Excerpt provided:
To: Wyätt Gwyön who wrote (35638)11/29/2000 10:48:21 AM
From: Bruce Brown  Respond to of 54805
 
Mucho,

Marketplayer.com is a nice look at historical trading prices in comparison to the forward earnings estimates. I like it because it gives a 'visual' of the CAP which is all so important for our gorillas. Here's Cisco as an example and what the share price has traded in relationship in its history (click on the link and scroll down to the chart):

marketplayer.com

Keep in mind, that the CAP being awarded in later years certainly gives more of a 'visual' than in the early days when the original gorilla game and royalty games were on that Cisco eventually emerged as the leader.

BB



To: Wyätt Gwyön who wrote (35638)11/29/2000 3:20:25 PM
From: EnricoPalazzo  Respond to of 54805
 
Thats because few people can estimate that far out with any precision. One of the many keys to Buffett's success is his ability to forecast FCF over a decade into the future.

I wouldn't put much stock in my ability to forecast earnings into the future, but like many of the thread regulars, I'm confident that analysts' long-term forecasts are overly conservative when it comes to Gorillas. I don't know why, as I've never worked on Wall Street. I imagine that analysts generally lack the courage to project high, sustainable FCF growth rates when this flies in the face of the prevailing valuation. Presumably, upgrades, downgrades and revised projections are trailing indicators.

Without knowing the facts, I'll bet that analysts are currently saying that JNPR's long-term growth rates will be very high (now that their market cap requires this), but that very few dared suggest this back when their market cap implied a more reasonable earnings rate.

At any rate, Eric, I think we'd all love to hear what you're basing these projections on.

Tasks to perform:
1. In the forum posts, which website does Bruce Brown recommend for comparing historical trading prices with forward earnings estimates?
2. Set down the part of the forum posts between "Thats because few" and "are trailing indicators.", inclusive.
3. According to the forum posts, why does Bruce Brown like Marketplayer.com?
The lines here have no connection to the forum posts.

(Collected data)
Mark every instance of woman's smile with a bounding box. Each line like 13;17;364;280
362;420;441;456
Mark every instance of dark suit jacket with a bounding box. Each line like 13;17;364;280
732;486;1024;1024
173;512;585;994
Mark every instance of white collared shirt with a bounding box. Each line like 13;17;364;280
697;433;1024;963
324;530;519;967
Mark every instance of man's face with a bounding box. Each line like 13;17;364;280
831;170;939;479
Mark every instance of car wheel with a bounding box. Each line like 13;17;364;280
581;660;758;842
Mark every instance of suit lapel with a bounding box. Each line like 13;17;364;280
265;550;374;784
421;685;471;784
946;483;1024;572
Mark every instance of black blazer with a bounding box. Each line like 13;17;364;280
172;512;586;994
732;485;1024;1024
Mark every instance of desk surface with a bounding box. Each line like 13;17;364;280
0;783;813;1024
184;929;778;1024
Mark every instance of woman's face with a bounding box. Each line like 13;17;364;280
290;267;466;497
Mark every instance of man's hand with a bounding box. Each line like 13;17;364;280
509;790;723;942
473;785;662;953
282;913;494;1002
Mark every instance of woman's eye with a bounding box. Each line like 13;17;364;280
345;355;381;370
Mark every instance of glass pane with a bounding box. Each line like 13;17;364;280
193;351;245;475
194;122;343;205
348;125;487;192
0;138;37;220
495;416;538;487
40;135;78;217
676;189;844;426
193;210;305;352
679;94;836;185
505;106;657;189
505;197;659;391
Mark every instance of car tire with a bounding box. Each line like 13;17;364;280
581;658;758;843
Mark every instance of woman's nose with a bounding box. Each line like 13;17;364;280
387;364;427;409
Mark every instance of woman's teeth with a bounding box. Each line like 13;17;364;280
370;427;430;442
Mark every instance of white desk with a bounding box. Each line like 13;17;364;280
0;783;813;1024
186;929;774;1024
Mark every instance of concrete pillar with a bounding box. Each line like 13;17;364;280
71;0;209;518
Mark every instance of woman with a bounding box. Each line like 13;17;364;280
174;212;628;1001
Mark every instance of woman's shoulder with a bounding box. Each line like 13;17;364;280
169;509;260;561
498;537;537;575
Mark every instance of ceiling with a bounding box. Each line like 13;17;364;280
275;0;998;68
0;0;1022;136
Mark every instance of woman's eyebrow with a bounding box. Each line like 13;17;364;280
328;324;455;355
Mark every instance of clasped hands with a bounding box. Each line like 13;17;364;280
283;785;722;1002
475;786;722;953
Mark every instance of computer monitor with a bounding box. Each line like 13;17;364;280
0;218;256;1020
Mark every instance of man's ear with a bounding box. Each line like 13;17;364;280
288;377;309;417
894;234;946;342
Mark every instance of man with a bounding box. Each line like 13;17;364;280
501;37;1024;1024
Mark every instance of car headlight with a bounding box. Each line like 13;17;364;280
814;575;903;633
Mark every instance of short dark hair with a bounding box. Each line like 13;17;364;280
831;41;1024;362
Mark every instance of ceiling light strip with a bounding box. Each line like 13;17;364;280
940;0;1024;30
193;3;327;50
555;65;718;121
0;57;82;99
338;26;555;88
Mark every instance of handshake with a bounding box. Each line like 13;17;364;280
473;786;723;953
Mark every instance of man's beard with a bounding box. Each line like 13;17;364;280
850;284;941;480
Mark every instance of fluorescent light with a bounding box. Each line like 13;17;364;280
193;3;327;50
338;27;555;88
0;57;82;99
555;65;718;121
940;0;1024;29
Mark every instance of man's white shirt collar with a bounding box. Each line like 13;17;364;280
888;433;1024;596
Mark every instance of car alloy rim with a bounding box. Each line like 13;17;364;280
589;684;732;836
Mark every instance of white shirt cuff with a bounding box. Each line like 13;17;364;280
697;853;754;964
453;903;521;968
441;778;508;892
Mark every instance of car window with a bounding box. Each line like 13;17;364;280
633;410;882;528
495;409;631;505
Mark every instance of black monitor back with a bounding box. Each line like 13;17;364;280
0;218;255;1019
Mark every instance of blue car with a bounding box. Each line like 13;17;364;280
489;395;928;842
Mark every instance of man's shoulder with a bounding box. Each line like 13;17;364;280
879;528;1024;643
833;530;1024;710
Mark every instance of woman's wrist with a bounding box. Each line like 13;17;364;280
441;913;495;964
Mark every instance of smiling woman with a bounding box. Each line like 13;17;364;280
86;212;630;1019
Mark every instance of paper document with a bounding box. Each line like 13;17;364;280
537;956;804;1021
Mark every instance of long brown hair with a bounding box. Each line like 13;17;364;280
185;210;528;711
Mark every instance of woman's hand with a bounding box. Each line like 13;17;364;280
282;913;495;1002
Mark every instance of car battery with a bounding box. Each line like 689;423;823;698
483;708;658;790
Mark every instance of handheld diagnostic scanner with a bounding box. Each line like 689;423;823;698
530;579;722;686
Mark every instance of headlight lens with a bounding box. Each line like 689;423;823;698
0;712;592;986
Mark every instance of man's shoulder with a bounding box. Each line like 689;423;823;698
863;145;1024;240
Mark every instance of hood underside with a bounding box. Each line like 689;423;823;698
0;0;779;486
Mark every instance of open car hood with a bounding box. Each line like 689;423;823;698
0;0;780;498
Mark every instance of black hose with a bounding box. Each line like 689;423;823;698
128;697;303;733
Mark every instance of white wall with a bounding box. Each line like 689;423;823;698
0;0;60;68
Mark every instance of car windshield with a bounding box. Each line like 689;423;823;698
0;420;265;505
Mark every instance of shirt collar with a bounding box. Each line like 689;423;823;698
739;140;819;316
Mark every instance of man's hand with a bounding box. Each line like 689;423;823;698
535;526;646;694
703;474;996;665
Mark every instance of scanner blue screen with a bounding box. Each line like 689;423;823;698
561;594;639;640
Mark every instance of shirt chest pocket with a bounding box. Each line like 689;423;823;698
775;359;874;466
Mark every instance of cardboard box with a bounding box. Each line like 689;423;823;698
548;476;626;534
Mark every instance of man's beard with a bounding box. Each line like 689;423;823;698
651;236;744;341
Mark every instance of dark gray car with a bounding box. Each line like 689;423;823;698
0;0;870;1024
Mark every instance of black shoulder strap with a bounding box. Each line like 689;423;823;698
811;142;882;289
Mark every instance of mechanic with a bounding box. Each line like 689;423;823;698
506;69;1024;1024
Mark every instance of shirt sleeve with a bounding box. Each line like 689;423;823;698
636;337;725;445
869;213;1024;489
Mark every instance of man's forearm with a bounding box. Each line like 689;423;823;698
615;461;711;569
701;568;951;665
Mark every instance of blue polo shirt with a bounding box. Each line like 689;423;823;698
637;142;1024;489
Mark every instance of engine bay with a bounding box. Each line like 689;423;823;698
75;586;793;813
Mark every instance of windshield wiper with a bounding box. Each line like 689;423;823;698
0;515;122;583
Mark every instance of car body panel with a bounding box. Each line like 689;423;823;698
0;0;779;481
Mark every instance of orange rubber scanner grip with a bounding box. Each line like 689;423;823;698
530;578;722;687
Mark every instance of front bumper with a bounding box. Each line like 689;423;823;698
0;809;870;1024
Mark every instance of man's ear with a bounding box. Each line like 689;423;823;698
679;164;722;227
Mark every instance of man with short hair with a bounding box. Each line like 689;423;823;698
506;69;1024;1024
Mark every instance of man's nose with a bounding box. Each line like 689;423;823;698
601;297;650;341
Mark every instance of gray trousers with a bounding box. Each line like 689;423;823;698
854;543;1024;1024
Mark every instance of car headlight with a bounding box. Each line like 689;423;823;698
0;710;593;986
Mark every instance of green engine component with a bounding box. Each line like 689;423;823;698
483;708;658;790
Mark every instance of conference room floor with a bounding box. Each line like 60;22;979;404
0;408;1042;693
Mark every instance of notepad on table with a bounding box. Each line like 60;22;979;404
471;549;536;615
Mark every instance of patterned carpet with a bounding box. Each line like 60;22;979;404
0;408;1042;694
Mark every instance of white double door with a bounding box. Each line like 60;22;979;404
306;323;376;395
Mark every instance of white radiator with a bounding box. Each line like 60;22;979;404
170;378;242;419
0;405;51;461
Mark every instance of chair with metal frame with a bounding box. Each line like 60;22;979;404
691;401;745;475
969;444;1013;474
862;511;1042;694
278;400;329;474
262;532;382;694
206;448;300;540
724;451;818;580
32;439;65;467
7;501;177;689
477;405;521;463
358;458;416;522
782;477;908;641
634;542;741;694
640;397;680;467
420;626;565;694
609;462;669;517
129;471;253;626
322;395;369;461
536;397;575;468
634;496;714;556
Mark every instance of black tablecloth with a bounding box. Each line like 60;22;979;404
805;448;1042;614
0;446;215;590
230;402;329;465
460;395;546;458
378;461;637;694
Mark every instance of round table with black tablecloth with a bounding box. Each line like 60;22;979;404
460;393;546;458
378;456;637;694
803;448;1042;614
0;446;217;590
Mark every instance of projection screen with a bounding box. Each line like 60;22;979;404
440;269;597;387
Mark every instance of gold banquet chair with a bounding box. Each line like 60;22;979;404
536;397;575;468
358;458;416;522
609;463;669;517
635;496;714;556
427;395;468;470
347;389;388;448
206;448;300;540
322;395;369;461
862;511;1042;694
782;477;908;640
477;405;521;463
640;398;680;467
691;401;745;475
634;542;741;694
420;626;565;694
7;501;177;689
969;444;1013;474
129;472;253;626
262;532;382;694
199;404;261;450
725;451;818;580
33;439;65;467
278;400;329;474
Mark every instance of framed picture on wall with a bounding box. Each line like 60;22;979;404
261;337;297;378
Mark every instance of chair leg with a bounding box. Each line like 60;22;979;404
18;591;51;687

Per-task outputs:
1. Marketplayer.com

2.
Thats because few people can estimate that far out with any precision. One of the many keys to Buffett's success is his ability to forecast FCF over a decade into the future.

I wouldn't put much stock in my ability to forecast earnings into the future, but like many of the thread regulars, I'm confident that analysts' long-term forecasts are overly conservative when it comes to Gorillas. I don't know why, as I've never worked on Wall Street. I imagine that analysts generally lack the courage to project high, sustainable FCF growth rates when this flies in the face of the prevailing valuation. Presumably, upgrades, downgrades and revised projections are trailing indicators.

3. He likes it because it gives a "visual" of the CAP. He says the CAP is all so important for gorillas.